▸ To-do list
1. Answer these questions about the forum thread on work boots with velcro straps below:
(a) Which type of laces does Jlarson say doesn't come undone as easily?
(b) According to MDShunk, who often uses the zipper adapters for lace-up boots?
(c) How old are the Sketcher sneakers that BuzzKill wears?
2. Print, word for word, everything in the forum thread on work boots with velcro straps from "Or any tips" down to "undone as easy.".

# Work Boots w/Velcro Straps



## Cletis (Aug 20, 2010)

Anyone know of any good work boots with velcro straps? I love redwing and a few others, but they are all laces. After a while, the laces start coming loose all the time and it bugs the crap out of me. Nice thick velcro straps never come loose that I know of. I know I could just get a redwing and take it to a cobbler to add straps, but I'd rather not. 

Or any tips on keeping strings from coming loose? I can't figure it out and yes I've tried new laces.


----------



## Jlarson (Jun 28, 2009)

Are you using round laces or flat laces? Flat laces don't come undone as easy.


----------



## McClary’s Electrical (Feb 21, 2009)

I double knot and pull tight. They very seldom come undone. You're not tying a tight enough knot


----------



## MDShunk (Jan 7, 2007)

I've seen adapters that you put in lace-up boots that turn them into a big zipper down the middle. Swat guys and firemen often use them. I've seen them for sale at the local army surplus store.

EDIT: http://www.thefirestore.com/store/p...oot_zippers_fits_all_8_black_leather_danners/


----------



## Cletis (Aug 20, 2010)

*Boots 101*

I'll try those 2 things. I sure thought I was tightening them good. 

I have round ones. Never even thought of flat ones. 

Good tips

Boot tying ******


----------



## BuzzKill (Oct 27, 2008)

Cletis said:


> Anyone know of any good work boots with velcro straps?


I wear 3 year old Sketcher black sneaker's with the velcro straps: never have messed with them, just slip them on and off...if I could find a boot like that and that would last as long, I am sold.


----------



## jusme123 (Dec 27, 2010)

Cletis said:


> Anyone know of any good work boots with* velcro straps*? I love redwing and a few others, but they are all laces. After a while, the laces start coming loose all the time and it bugs the crap out of me. Nice thick velcro straps never come loose that I know of. I know I could just get a redwing and take it to a cobbler to add straps, but I'd rather not.

[Raw records]
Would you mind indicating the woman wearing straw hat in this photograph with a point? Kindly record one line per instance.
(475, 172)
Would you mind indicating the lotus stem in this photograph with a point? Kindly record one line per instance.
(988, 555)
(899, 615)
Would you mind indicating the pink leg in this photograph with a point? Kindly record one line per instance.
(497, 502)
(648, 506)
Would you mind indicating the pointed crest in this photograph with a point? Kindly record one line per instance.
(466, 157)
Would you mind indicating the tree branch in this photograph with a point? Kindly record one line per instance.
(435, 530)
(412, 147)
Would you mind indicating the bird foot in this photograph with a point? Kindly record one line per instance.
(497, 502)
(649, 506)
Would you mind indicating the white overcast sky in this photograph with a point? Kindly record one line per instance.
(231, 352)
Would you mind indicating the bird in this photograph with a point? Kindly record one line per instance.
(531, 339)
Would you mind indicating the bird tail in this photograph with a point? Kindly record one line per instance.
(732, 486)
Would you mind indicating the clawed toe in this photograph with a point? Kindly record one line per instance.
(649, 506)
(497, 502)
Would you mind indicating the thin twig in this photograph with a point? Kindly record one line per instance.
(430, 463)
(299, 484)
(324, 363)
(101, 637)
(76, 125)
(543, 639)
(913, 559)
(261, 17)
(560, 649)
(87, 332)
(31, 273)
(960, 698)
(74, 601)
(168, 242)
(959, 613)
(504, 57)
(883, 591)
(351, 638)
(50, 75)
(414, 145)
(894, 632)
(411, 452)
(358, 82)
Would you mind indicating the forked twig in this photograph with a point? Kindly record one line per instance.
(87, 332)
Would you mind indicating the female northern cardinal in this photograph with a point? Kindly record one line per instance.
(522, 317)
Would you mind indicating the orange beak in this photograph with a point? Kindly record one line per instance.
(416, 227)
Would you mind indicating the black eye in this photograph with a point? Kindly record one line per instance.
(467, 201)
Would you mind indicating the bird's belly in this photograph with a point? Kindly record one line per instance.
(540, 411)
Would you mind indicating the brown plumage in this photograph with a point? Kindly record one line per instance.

▸ Answers given
1.
(a) Flat laces.
(b) Swat guys and firemen.
(c) 3 years old.

2.
Or any tips on keeping strings from coming loose? I can't figure it out and yes I've tried new laces.


----------



## Jlarson (Jun 28, 2009)

Are you using round laces or flat laces? Flat laces don't come undone as easy.